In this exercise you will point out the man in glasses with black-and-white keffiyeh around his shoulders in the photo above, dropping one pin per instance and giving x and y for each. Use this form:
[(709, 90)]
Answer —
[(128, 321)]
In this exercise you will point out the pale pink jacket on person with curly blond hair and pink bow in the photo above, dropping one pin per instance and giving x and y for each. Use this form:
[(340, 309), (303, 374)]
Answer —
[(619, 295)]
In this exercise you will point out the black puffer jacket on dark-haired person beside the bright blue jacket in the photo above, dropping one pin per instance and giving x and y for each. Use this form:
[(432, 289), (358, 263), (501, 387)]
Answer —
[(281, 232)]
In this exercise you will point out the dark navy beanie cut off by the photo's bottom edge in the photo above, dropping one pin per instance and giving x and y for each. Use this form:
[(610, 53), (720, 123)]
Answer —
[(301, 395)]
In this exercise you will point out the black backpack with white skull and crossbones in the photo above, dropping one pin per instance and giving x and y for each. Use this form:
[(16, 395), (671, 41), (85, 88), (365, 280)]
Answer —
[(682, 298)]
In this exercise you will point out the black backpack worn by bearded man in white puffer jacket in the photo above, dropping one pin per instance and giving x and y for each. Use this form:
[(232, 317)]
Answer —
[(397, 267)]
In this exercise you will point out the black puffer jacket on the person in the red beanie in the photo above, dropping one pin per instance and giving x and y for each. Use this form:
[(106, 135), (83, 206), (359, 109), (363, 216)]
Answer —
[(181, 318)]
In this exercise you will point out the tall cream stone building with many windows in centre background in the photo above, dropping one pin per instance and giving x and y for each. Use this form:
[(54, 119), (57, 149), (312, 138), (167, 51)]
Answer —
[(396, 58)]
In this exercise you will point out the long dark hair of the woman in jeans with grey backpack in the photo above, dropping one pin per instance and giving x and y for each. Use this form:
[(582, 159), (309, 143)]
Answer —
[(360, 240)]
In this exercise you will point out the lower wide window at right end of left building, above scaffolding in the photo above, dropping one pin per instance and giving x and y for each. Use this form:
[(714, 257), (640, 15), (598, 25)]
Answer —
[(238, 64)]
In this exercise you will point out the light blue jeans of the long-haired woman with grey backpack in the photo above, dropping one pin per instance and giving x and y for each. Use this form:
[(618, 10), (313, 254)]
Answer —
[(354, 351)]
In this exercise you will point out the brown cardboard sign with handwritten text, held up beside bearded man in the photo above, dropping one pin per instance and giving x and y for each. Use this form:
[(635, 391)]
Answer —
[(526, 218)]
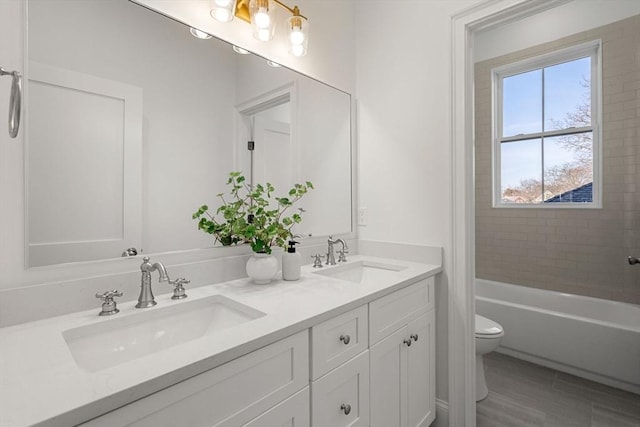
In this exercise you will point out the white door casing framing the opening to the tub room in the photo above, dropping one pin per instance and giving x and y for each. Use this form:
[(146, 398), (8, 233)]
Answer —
[(460, 250)]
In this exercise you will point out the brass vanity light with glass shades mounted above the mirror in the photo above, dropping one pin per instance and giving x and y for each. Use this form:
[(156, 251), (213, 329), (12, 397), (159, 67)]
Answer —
[(261, 14)]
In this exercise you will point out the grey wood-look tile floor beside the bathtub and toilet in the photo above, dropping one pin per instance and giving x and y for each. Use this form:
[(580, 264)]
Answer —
[(522, 394)]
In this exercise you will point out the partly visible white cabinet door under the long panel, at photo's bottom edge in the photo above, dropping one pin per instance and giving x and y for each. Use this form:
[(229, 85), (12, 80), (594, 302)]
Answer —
[(293, 412)]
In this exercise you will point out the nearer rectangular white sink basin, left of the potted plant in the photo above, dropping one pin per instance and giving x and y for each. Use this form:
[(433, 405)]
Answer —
[(118, 340)]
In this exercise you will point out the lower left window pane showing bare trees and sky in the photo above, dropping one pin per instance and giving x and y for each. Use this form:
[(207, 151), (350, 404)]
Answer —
[(521, 171)]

Work request: Pull every line containing the word "jacket" out of the listing.

Output of the exercise:
In this exercise you will point out the pale pink jacket on person with curly blond hair and pink bow in the photo above, dropping one pin per instance and giving x and y for each. Use this form:
In this exercise you will point out the black puffer jacket on dark-haired person beside the bright blue jacket in the photo above, dropping one pin per instance and giving x and y for each. Use this form:
In this exercise you will point out the black backpack worn by bearded man in white puffer jacket in the photo above, dropping one pin per instance and giving x and y for each. Use this form:
In this exercise you will point out the black puffer jacket on the person in the red beanie in the photo above, dropping one pin per instance and giving x and y for each. Use this form:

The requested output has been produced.